**YOUR TASK**
Could you print every one of the lines below, character for character, with no changes?

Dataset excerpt

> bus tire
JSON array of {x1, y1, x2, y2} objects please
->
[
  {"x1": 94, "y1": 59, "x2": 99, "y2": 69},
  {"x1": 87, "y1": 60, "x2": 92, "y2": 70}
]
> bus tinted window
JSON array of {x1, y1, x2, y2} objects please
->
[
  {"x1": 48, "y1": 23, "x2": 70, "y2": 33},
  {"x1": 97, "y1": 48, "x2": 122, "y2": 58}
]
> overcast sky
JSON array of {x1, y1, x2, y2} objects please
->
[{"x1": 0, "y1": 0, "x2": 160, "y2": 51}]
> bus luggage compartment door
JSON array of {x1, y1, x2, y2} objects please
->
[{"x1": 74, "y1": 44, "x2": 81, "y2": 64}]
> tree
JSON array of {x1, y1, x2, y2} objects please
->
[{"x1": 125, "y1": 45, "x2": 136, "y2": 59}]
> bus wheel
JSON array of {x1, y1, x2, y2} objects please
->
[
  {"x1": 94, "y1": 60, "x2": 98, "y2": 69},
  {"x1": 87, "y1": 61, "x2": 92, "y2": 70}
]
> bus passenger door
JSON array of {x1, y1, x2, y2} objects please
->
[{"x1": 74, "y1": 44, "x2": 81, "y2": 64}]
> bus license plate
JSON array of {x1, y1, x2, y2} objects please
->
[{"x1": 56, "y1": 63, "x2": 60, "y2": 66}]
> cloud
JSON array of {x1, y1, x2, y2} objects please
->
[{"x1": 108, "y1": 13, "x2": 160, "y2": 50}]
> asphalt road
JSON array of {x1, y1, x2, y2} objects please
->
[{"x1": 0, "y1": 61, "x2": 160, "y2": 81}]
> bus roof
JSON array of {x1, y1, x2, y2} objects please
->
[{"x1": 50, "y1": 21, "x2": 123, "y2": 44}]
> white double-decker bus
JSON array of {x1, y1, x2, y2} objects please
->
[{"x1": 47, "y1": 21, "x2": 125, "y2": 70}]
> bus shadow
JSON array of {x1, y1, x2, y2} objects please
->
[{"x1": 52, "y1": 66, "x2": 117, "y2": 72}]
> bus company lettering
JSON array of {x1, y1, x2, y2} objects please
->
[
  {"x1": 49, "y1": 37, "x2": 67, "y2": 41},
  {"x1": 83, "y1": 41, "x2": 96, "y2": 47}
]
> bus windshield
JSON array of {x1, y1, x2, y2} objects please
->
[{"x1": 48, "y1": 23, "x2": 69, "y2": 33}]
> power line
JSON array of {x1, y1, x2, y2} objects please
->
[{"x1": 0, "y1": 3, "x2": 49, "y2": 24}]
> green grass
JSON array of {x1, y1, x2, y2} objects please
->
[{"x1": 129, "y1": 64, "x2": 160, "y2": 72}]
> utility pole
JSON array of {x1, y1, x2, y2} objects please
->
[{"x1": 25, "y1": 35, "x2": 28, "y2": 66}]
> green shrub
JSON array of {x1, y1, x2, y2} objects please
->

**TASK ANSWER**
> bus tire
JSON array of {x1, y1, x2, y2} objects please
->
[
  {"x1": 94, "y1": 59, "x2": 99, "y2": 69},
  {"x1": 87, "y1": 60, "x2": 92, "y2": 70}
]
> bus tinted window
JSON array of {x1, y1, x2, y2} objects please
->
[
  {"x1": 48, "y1": 23, "x2": 70, "y2": 33},
  {"x1": 97, "y1": 48, "x2": 122, "y2": 58}
]
> overcast sky
JSON array of {x1, y1, x2, y2} objects please
->
[{"x1": 0, "y1": 0, "x2": 160, "y2": 51}]
> bus luggage compartment door
JSON array of {x1, y1, x2, y2} objects please
->
[{"x1": 74, "y1": 44, "x2": 81, "y2": 64}]
> tree
JSON array of {x1, y1, x2, y2} objects please
->
[{"x1": 125, "y1": 45, "x2": 136, "y2": 59}]
> bus wheel
JSON array of {x1, y1, x2, y2} objects please
->
[
  {"x1": 94, "y1": 60, "x2": 98, "y2": 69},
  {"x1": 87, "y1": 61, "x2": 92, "y2": 70}
]
> bus passenger door
JSON array of {x1, y1, x2, y2} objects please
->
[{"x1": 74, "y1": 44, "x2": 81, "y2": 64}]
> bus license plate
JSON array of {x1, y1, x2, y2} objects please
->
[{"x1": 56, "y1": 63, "x2": 60, "y2": 66}]
> cloud
JSON array of {x1, y1, x2, y2} objects please
->
[{"x1": 108, "y1": 13, "x2": 160, "y2": 50}]
> asphalt road
JSON array of {x1, y1, x2, y2} objects please
->
[{"x1": 0, "y1": 61, "x2": 160, "y2": 81}]
> bus roof
JSON array of {x1, y1, x2, y2} objects please
->
[{"x1": 50, "y1": 21, "x2": 123, "y2": 44}]
> white double-decker bus
JSON array of {x1, y1, x2, y2} objects please
->
[{"x1": 47, "y1": 21, "x2": 125, "y2": 70}]
> bus shadow
JSON array of {x1, y1, x2, y2} objects please
->
[{"x1": 52, "y1": 66, "x2": 117, "y2": 72}]
> bus company lettering
JSON array of {x1, y1, x2, y2} objects please
->
[
  {"x1": 49, "y1": 37, "x2": 67, "y2": 41},
  {"x1": 83, "y1": 41, "x2": 96, "y2": 47}
]
> bus windshield
JSON array of {x1, y1, x2, y2} objects please
->
[{"x1": 48, "y1": 23, "x2": 69, "y2": 33}]
> power line
JSON array of {x1, y1, x2, y2} objects please
->
[{"x1": 0, "y1": 3, "x2": 49, "y2": 24}]
> green grass
JSON array of {x1, y1, x2, y2} objects please
->
[{"x1": 129, "y1": 64, "x2": 160, "y2": 72}]
> utility pole
JSON array of {x1, y1, x2, y2} objects please
->
[{"x1": 25, "y1": 35, "x2": 28, "y2": 66}]
> green shrub
JSON array of {x1, y1, x2, y2} objects please
->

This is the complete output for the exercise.